# Direction:
What is needed is an exact copy of the entries below, from the line that contains "Target: green bush cluster" through the final line, both included, and nothing else.

# Records shown:
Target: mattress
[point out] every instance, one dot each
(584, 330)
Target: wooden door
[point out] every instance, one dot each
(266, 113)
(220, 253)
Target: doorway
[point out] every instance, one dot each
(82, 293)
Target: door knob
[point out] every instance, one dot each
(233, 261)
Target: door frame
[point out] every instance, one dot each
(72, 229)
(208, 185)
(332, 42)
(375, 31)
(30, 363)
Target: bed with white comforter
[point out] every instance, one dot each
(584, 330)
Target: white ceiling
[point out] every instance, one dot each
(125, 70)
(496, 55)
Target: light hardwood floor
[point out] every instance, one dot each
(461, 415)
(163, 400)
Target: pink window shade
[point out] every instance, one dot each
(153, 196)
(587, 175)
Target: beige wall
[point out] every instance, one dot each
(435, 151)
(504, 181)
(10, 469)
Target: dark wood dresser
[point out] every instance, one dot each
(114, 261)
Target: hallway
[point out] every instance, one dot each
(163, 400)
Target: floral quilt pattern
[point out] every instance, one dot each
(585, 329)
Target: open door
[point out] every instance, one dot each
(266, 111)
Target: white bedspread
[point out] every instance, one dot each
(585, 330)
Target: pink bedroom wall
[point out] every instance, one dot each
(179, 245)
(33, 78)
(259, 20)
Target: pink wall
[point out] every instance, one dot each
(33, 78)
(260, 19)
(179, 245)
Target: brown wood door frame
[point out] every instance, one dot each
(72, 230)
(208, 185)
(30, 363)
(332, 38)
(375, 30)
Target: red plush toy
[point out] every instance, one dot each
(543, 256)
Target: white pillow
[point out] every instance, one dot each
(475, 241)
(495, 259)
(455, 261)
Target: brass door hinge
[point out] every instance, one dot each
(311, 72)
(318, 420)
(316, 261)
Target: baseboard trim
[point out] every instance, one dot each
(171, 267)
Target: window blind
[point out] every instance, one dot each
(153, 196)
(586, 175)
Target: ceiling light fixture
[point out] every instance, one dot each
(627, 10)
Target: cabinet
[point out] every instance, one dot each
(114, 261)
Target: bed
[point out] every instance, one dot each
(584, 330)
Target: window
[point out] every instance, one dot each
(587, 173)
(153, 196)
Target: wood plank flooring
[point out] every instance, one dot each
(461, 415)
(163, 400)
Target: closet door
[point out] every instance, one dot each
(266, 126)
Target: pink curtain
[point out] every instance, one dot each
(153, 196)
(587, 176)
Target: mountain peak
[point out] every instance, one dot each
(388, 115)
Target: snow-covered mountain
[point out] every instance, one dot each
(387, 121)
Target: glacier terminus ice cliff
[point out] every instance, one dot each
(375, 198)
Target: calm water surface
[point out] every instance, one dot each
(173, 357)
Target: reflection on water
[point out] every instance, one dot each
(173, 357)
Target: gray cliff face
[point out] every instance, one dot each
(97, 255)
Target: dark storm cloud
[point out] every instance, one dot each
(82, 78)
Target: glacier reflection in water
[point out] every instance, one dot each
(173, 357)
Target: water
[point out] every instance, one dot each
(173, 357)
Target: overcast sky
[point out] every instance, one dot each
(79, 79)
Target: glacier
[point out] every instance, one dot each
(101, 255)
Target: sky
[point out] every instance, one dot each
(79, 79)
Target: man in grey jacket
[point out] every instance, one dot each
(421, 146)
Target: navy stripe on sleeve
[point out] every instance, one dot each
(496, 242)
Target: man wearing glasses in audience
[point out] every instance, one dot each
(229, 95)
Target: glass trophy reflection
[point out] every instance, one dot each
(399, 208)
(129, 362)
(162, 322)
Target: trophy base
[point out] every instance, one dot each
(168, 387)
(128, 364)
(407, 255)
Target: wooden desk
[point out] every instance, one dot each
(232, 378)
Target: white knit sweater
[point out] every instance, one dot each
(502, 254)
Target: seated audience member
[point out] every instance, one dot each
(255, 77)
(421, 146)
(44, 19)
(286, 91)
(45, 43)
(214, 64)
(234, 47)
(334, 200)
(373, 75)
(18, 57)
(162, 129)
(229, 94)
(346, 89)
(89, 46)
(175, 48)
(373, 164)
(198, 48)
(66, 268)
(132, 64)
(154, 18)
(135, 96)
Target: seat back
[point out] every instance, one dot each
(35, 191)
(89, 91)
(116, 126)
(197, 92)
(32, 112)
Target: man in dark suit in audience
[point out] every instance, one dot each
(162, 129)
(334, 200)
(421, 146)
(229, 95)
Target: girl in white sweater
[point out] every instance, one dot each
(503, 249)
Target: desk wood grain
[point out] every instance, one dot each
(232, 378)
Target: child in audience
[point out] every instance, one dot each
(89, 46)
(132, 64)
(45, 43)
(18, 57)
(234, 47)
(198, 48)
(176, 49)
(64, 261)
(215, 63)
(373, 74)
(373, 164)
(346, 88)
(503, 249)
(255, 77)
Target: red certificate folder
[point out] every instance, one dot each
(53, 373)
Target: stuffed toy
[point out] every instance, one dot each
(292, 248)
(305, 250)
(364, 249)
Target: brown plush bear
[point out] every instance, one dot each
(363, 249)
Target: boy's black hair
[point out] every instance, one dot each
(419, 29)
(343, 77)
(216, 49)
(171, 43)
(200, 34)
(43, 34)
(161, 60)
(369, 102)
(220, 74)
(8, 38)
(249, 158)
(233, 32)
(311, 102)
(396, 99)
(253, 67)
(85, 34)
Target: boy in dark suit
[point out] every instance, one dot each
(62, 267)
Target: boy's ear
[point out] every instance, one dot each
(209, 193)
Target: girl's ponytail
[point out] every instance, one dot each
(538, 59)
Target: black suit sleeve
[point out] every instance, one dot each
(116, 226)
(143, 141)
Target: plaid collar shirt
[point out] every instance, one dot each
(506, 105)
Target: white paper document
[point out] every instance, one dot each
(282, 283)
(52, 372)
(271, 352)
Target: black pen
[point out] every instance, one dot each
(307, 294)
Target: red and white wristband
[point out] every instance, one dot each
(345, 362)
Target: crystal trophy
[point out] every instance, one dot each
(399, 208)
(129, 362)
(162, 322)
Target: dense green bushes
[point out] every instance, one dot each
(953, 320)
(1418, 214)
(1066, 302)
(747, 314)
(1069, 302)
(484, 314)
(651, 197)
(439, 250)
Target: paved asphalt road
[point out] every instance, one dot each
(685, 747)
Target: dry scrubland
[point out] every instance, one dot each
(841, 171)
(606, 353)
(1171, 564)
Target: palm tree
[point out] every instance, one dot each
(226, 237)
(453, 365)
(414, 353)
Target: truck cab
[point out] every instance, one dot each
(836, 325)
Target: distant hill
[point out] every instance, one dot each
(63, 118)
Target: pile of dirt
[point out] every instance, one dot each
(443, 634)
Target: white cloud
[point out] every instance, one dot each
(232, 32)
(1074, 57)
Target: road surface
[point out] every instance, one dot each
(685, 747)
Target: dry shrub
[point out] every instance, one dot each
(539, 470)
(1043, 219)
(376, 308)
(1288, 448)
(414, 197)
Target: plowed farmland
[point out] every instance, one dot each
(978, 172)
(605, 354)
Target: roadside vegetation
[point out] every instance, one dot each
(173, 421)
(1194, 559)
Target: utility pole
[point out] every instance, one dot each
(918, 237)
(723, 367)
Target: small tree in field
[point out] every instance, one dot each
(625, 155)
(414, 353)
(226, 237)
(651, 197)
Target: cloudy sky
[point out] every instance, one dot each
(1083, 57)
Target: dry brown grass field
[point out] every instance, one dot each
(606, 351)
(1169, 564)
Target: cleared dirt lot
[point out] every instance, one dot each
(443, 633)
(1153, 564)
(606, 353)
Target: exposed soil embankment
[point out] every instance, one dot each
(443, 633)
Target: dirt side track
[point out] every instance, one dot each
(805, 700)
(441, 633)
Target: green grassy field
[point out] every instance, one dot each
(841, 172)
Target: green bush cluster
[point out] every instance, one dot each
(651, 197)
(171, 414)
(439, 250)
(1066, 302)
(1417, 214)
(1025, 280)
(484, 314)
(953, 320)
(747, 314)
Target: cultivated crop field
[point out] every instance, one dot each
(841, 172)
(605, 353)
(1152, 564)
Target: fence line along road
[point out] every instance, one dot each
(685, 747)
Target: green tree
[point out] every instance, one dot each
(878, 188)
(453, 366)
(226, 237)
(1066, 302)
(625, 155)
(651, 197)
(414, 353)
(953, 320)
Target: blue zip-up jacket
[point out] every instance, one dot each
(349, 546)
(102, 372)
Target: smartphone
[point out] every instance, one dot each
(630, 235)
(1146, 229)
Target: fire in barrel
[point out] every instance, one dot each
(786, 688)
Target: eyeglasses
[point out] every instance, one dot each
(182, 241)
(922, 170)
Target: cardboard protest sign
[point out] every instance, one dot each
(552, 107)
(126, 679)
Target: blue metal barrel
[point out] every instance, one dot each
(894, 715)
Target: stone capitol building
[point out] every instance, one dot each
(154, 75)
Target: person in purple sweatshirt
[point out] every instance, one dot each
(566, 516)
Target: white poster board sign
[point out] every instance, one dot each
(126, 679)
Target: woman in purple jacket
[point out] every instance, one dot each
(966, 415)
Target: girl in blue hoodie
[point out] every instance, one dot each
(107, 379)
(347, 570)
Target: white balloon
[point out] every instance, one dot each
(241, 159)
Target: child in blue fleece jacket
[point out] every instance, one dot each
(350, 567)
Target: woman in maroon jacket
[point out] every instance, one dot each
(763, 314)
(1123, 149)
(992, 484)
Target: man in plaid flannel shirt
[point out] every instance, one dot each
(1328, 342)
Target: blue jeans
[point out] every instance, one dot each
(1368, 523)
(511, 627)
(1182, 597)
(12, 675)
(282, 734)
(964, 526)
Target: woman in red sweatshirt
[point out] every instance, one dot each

# Result for this exercise:
Target: green bush cluster
[point out] every instance, one dot each
(651, 197)
(171, 414)
(439, 250)
(1066, 302)
(1417, 214)
(1025, 280)
(484, 314)
(953, 320)
(747, 314)
Target: cultivated crop field
[point out] every instance, one dot each
(841, 172)
(605, 353)
(1152, 564)
Target: fence line along road
[point out] every instance, one dot each
(685, 747)
Target: green tree
[point out] every instance, one dot each
(878, 188)
(453, 366)
(226, 237)
(1066, 302)
(625, 155)
(651, 197)
(414, 353)
(953, 320)
Target: blue zip-up jacket
[point out] every instance, one dot each
(349, 546)
(102, 372)
Target: smartphone
[point out] every instance, one dot each
(630, 235)
(1146, 229)
Target: fire in barrel
[point out] every instance, one dot each
(786, 688)
Target: eyeglasses
[point out] every instance, one dot each
(182, 241)
(922, 170)
Target: cardboard protest sign
[point out] every instance, one dot each
(552, 107)
(126, 679)
Target: blue metal barrel
[point out] every instance, one dot each
(894, 715)
Target: stone capitol building
[point out] every instance, one dot each
(154, 75)
Target: person in purple sweatshirt
[point out] every instance, one dot each
(566, 516)
Target: white poster board sign
[point out] every instance, one dot each
(126, 679)
Target: woman in purple jacket
[point out] every instance, one dot each
(966, 415)
Target: girl in blue hoodie
[point out] every instance, one dot each
(107, 379)
(347, 570)
Target: white balloon
[point out] every instance, one dot each
(241, 159)
Target: child in blue fleece jacket
[point out] every instance, one dot each
(350, 567)
Target: woman in maroon jacket
[point out] every instance, one dot each
(763, 314)
(1123, 149)
(992, 484)
Target: man in plaid flannel shirt
[point out] every instance, one dot each
(1328, 342)
Target: blue jeans
[point out] every instance, one dot each
(1368, 523)
(511, 627)
(1182, 597)
(12, 675)
(282, 734)
(964, 526)
Target: woman in red sweatshirt
[point out] every instance, one dot each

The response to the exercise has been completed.